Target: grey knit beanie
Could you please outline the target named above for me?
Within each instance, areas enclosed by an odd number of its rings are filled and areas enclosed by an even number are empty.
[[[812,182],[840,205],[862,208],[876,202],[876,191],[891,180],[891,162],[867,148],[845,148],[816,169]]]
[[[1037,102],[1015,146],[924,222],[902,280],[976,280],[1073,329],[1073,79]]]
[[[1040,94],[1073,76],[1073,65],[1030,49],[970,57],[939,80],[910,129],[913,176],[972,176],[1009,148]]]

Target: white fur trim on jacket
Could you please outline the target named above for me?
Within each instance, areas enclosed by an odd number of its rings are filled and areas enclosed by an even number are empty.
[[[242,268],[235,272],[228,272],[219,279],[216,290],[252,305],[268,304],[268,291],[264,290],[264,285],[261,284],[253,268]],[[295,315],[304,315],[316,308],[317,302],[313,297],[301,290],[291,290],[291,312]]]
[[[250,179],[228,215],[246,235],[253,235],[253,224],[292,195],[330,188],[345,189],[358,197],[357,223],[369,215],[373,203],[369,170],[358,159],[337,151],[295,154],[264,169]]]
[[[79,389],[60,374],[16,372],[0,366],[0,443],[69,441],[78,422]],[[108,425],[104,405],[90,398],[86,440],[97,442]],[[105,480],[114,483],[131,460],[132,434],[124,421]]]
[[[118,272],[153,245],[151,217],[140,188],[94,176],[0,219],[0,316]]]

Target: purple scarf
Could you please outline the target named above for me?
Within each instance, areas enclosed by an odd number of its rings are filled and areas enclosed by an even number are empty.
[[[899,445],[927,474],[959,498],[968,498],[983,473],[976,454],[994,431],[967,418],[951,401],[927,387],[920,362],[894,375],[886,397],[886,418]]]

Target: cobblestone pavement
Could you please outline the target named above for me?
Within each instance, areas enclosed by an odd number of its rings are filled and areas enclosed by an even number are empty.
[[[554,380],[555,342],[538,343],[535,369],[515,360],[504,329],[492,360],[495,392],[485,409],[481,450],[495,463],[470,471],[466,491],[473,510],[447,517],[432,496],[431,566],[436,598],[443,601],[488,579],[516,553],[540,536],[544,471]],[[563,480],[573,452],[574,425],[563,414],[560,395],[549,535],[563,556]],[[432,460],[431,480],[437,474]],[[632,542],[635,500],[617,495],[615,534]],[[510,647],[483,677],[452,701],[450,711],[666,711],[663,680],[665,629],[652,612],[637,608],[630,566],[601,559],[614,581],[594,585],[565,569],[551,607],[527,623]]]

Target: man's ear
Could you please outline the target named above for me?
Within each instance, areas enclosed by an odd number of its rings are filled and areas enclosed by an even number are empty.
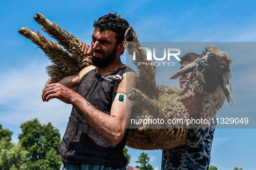
[[[117,53],[121,54],[125,49],[125,44],[124,41],[118,44],[118,48],[117,49]]]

### [What is needed]
Starting with the line containing "Target: man's ear" and continuing through the end of the listing, rewrite every line, not only the answers. Multiply each polygon vertex coordinate in the answers by 1.6, round to the nearest whole number with halves rounded up, and omit the picture.

### [Worked answer]
Target: man's ear
Could you please outline the target named above for me?
Within each instance, areas enclosed by an odd number of its rings are filled and areas enclosed by an even number are empty.
[[[187,85],[194,86],[200,78],[200,70],[198,66],[189,70],[189,77],[187,78]]]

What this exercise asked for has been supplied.